(Saved data entries)
* Begin *
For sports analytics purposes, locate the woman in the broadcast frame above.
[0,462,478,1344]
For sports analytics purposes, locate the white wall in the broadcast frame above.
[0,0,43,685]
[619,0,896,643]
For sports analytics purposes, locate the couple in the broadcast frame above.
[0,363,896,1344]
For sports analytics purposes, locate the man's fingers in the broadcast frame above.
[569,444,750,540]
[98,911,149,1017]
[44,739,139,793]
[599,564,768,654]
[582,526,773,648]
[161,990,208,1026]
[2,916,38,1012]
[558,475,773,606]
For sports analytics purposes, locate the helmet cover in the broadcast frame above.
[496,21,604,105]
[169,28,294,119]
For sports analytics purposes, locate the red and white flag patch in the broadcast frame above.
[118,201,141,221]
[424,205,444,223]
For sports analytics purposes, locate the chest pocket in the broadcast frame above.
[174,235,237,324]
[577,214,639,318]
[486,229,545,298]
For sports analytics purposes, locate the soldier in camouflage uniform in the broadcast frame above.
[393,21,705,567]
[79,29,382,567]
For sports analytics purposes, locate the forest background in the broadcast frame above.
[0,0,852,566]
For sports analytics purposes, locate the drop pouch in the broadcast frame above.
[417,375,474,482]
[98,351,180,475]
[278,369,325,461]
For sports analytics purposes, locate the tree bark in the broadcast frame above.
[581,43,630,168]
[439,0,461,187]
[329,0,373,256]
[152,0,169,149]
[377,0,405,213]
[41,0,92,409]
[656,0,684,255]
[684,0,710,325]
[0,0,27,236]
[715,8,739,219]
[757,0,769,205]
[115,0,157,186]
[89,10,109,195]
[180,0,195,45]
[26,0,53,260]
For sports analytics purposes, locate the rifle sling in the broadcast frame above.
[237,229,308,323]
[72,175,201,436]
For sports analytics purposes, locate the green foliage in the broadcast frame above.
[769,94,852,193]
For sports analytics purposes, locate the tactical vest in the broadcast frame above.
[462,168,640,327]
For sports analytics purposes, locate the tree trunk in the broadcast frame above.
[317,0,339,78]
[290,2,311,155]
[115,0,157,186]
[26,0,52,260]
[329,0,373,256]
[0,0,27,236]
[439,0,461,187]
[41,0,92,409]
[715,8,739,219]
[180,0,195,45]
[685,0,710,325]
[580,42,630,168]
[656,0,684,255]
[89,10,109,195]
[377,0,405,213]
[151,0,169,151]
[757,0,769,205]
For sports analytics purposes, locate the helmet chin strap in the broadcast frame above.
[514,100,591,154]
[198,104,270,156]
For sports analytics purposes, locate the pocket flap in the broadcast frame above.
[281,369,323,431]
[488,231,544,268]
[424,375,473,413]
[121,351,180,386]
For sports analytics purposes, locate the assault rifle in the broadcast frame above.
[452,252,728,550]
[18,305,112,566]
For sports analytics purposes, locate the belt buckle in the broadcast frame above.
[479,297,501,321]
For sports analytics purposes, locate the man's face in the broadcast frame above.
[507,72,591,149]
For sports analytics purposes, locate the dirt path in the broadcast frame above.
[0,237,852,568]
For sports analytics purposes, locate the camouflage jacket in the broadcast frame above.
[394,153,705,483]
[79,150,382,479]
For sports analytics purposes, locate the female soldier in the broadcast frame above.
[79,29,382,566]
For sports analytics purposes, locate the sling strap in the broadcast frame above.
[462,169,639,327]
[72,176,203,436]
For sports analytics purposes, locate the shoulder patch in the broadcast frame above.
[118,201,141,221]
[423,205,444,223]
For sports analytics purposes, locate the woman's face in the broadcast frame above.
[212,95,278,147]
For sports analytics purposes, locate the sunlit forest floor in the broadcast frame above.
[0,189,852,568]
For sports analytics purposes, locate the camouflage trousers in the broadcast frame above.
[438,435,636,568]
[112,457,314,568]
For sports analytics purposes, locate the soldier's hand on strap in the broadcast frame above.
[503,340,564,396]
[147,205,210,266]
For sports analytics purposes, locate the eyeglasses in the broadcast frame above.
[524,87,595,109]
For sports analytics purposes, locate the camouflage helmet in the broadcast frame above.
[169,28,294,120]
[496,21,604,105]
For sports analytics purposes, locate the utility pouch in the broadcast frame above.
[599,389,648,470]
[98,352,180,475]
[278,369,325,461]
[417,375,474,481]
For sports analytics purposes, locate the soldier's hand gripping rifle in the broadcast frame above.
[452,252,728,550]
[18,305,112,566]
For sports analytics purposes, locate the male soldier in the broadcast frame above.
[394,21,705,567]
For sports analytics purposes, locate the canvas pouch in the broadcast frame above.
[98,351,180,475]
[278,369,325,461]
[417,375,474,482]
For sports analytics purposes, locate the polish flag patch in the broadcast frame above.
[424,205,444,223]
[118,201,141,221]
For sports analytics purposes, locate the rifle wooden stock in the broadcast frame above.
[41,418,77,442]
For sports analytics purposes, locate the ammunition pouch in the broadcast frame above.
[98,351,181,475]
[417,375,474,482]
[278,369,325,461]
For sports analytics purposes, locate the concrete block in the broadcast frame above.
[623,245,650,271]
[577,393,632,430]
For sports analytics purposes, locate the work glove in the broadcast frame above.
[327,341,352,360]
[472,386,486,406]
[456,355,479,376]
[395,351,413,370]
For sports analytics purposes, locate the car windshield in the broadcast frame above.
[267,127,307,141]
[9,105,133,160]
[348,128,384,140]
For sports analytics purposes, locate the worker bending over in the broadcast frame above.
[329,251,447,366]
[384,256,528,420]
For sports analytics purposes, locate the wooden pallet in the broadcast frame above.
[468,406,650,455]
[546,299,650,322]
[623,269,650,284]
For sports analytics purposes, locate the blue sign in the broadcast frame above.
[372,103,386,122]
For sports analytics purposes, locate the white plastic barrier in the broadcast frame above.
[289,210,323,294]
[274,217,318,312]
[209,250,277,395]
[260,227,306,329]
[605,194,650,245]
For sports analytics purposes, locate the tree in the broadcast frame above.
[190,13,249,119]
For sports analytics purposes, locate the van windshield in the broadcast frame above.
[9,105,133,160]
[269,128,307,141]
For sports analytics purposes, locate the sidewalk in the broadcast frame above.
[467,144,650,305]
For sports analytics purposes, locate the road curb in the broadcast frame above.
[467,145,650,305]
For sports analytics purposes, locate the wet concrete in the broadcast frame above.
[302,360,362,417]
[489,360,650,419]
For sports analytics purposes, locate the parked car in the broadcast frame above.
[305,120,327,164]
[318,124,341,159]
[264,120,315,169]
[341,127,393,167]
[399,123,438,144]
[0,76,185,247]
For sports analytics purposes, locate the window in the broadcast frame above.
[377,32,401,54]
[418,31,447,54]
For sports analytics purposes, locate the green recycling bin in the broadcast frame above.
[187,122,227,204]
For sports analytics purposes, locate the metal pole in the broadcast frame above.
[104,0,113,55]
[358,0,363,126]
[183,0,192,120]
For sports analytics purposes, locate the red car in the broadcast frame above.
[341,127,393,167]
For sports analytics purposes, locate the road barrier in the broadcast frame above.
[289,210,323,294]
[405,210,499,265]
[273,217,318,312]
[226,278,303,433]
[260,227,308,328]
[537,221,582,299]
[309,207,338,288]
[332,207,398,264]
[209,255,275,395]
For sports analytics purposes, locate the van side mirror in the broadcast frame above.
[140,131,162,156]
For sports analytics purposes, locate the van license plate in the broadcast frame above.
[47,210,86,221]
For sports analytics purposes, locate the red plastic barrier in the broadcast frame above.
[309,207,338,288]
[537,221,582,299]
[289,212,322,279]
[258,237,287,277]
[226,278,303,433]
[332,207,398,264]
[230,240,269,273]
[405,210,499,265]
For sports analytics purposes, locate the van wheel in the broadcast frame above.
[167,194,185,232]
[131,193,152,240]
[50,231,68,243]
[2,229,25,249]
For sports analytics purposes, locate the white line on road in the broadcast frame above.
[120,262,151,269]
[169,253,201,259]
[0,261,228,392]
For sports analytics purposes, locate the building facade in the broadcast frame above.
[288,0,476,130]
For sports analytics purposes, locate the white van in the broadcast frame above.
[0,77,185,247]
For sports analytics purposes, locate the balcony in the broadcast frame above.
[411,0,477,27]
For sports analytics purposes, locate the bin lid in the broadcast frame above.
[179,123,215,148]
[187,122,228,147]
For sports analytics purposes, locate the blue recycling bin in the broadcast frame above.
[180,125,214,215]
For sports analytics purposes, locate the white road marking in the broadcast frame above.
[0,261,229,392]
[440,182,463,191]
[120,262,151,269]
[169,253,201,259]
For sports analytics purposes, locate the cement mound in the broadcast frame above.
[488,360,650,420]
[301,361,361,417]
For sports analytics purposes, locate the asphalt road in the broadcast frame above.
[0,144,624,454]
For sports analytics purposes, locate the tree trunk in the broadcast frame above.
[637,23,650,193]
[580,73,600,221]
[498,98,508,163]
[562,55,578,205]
* End *
Task details
Lay out the listing lines from the one containing "For sports analytics purposes, locate the couple" up to and including the one containing "[462,168,640,327]" as a Markdown table with the columns n and Line, where n gives each row's number and Line holds the line itself. Leave out any blank lines.

Exercise output
| n | Line |
|---|---|
| 1 | For sports analytics purposes, locate the couple in the broadcast frame above. |
| 2 | [0,363,896,1344] |
| 3 | For sports analytics purposes, locate the man's fingers in the broadcast frame above. |
| 4 | [569,444,750,540] |
| 5 | [98,911,149,1017] |
| 6 | [44,739,139,793] |
| 7 | [599,564,768,654] |
| 8 | [582,526,773,648] |
| 9 | [161,990,208,1026] |
| 10 | [2,916,38,1012] |
| 11 | [558,475,773,606] |
| 12 | For sports analytics purposes, locate the helmet cover in the broadcast frame above. |
| 13 | [496,21,604,105] |
| 14 | [169,28,294,119] |
| 15 | For sports analytics purposes, locate the red and white flag patch in the broadcast frame above. |
| 16 | [118,201,141,221] |
| 17 | [424,205,444,223] |
| 18 | For sports analytics purposes, locate the chest pocket in the broadcast frame above. |
| 19 | [174,235,237,324] |
| 20 | [577,214,639,318] |
| 21 | [486,229,545,298] |
| 22 | For sports analytics purposes, locate the soldier in camouflage uniform in the broadcast frame above. |
| 23 | [393,21,705,567] |
| 24 | [79,29,382,567] |
| 25 | For sports analytics purposes, locate the forest background in the broadcast frame above. |
| 26 | [0,0,852,566] |
| 27 | For sports analytics purposes, locate the drop pouch in the broadcast frame above. |
| 28 | [417,375,474,482] |
| 29 | [98,351,180,475] |
| 30 | [278,369,325,461] |
| 31 | For sports analytics purposes, locate the tree bark in the broadcast frame above. |
| 32 | [581,43,630,168] |
| 33 | [439,0,461,187] |
| 34 | [329,0,373,256] |
| 35 | [152,0,169,149] |
| 36 | [377,0,405,213] |
| 37 | [41,0,92,409] |
| 38 | [656,0,684,255] |
| 39 | [684,0,710,325] |
| 40 | [0,0,27,236] |
| 41 | [715,8,739,219] |
| 42 | [757,0,769,205] |
| 43 | [115,0,157,186] |
| 44 | [89,10,109,195] |
| 45 | [180,0,195,45] |
| 46 | [26,0,53,260] |
| 47 | For sports analytics purposes, locate the rifle sling in the broadcast frame above. |
| 48 | [237,229,308,323] |
| 49 | [72,175,201,436] |
| 50 | For sports analytics purposes, locate the green foliage in the broadcast frame above. |
| 51 | [769,94,852,193] |
| 52 | For sports analytics purposes, locate the tactical vest in the broadcast frame above. |
| 53 | [462,168,640,327] |